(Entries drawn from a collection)
========

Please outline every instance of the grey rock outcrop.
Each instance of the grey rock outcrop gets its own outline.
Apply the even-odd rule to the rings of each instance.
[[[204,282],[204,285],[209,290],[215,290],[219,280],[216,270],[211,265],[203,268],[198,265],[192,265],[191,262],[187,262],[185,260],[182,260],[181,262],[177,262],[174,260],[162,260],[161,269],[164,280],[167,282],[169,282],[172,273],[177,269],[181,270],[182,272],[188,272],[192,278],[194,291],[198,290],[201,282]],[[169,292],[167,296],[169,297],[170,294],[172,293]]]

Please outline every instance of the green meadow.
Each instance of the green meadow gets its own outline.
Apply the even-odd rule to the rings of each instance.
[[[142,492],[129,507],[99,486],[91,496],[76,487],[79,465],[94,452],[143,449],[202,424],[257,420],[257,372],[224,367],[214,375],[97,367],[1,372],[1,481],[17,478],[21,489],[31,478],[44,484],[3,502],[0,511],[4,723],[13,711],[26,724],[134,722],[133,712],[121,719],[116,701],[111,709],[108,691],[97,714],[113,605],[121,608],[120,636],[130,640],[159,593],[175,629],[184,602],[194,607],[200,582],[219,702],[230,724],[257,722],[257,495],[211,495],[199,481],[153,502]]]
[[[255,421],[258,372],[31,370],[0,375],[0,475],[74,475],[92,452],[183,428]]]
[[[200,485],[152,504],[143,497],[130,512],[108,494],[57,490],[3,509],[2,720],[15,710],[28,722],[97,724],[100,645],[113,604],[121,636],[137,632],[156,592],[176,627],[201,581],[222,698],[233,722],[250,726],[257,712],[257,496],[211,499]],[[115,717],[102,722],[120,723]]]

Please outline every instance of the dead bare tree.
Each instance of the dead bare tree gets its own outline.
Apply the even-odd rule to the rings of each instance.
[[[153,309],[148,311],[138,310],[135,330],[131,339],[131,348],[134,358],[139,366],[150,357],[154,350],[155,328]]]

========

Reproduce all of the records above, substituting "gray" for every occurrence of "grey" and leaving everything else unchanged.

Please outline every instance of the gray rock outcrop.
Each instance of the gray rock outcrop gets its own outline.
Apply the even-odd rule to the rings of each instance.
[[[204,282],[204,285],[209,290],[215,290],[219,280],[216,270],[211,265],[203,268],[198,265],[192,265],[191,262],[187,262],[185,260],[182,260],[181,262],[177,262],[174,260],[162,260],[161,269],[164,280],[167,282],[169,282],[172,273],[177,269],[181,270],[182,272],[188,272],[192,278],[194,291],[198,290],[201,282]],[[169,292],[167,296],[169,297],[170,294],[172,293]]]

Please outline every instance of the green meadow.
Each instance of the green meadow gets its own outline.
Apply the even-odd rule to the rings of each instance.
[[[142,492],[129,507],[99,486],[91,496],[76,487],[79,465],[94,452],[143,449],[202,424],[257,420],[257,372],[224,367],[214,375],[97,367],[1,372],[1,481],[17,478],[21,489],[31,478],[44,484],[3,502],[0,511],[4,723],[13,711],[26,724],[134,722],[133,712],[121,719],[116,701],[111,709],[108,691],[97,714],[113,605],[121,608],[120,636],[130,640],[159,593],[175,629],[184,602],[194,607],[200,582],[219,702],[230,724],[257,722],[257,495],[211,495],[199,481],[153,502]]]
[[[255,421],[258,372],[31,370],[0,375],[0,475],[74,475],[92,452],[183,428]]]
[[[200,485],[152,504],[143,497],[130,512],[108,494],[57,490],[3,509],[2,720],[15,710],[28,722],[97,724],[100,645],[113,604],[121,636],[137,632],[156,592],[176,627],[201,581],[222,698],[233,722],[250,726],[257,712],[257,496],[211,499]],[[115,717],[102,722],[120,723]]]

Please outline every instance of the dead bare tree.
Each instance of the dead bare tree gets its own outline.
Apply the even-odd rule to the rings of each instance.
[[[153,309],[148,311],[138,310],[135,330],[131,339],[131,348],[134,358],[139,366],[150,357],[154,350],[155,328]]]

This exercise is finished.